**TASK GOAL**. After locating the line that contains "TARGET = submerged rock" in the data below, set down exactly that line and each one after it through the line that contains "TARGET = round boulder", and nothing more.

**DATASET RECORDS**.
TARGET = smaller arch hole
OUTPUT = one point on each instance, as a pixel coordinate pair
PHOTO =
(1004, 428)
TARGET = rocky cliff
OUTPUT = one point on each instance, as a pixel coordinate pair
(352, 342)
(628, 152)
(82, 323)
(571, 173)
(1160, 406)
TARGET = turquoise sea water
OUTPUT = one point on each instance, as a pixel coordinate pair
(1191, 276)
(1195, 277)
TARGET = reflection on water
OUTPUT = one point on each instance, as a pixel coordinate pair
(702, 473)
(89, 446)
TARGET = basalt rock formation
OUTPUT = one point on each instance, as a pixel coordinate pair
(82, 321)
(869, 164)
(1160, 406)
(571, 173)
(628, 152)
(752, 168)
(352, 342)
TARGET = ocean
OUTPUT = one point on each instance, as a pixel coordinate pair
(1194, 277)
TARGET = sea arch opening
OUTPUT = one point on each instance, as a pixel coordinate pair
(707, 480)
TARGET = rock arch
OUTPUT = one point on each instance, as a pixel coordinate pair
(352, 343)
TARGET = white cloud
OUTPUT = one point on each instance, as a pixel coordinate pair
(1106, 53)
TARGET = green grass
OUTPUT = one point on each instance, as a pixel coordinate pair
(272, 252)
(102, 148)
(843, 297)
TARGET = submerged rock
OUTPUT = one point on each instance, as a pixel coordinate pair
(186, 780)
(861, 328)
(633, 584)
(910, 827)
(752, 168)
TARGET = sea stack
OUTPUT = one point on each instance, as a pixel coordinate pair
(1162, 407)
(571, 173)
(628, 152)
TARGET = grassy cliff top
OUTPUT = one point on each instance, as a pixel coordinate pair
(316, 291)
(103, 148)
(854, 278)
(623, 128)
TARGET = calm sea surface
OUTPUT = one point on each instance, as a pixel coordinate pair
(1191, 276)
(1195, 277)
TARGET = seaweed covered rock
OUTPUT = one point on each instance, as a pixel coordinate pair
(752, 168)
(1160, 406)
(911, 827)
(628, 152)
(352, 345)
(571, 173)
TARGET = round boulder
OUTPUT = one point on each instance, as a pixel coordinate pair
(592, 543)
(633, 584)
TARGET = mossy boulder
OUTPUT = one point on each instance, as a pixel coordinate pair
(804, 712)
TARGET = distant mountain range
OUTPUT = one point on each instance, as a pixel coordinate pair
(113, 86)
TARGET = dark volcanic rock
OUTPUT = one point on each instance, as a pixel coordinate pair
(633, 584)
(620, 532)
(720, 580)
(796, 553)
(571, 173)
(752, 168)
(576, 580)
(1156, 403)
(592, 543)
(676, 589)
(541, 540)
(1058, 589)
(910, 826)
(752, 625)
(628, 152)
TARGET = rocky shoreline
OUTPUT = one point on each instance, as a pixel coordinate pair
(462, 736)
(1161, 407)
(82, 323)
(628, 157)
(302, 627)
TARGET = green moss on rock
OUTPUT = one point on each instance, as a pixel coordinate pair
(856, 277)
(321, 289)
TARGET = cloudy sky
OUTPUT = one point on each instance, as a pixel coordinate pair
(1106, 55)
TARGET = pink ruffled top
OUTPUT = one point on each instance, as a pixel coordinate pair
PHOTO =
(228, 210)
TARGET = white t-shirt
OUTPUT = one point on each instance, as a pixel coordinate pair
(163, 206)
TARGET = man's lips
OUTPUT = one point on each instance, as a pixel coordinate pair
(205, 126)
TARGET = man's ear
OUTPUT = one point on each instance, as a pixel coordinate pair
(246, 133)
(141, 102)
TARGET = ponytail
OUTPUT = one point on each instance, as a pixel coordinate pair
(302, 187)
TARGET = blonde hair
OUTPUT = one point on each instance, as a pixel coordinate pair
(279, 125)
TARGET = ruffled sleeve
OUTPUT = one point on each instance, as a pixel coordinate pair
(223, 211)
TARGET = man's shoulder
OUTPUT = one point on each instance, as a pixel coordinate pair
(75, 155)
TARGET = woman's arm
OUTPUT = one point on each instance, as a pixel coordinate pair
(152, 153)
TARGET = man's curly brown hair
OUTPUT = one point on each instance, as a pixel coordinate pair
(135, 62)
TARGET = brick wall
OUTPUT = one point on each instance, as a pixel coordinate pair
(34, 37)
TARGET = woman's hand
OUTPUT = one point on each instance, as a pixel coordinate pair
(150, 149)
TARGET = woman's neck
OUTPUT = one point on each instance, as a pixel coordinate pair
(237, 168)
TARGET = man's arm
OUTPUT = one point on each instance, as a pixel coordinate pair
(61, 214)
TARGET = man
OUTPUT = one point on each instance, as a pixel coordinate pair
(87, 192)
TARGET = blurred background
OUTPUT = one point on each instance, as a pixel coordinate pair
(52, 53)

**ANSWER SPACE**.
TARGET = submerged rock
OUTPUT = one point on each instance, as a pixel coordinate pair
(186, 780)
(861, 328)
(633, 584)
(910, 827)
(752, 168)
TARGET = sea stack
OUTPUT = one point on each instance, as a pixel coordinate pair
(1162, 407)
(571, 173)
(628, 152)
TARGET = grassy cliff top
OUTPUT = one point on each instance, as a pixel coordinate pair
(316, 291)
(103, 148)
(854, 278)
(623, 128)
TARGET = calm sea surface
OUTPUT = one point on each instance, as a pixel coordinate pair
(1191, 276)
(1195, 277)
TARGET = seaweed covered rock
OUTPUT = one point on each instance, as a pixel coordinate pair
(752, 168)
(1160, 406)
(911, 827)
(628, 152)
(352, 345)
(571, 173)
TARGET = round boulder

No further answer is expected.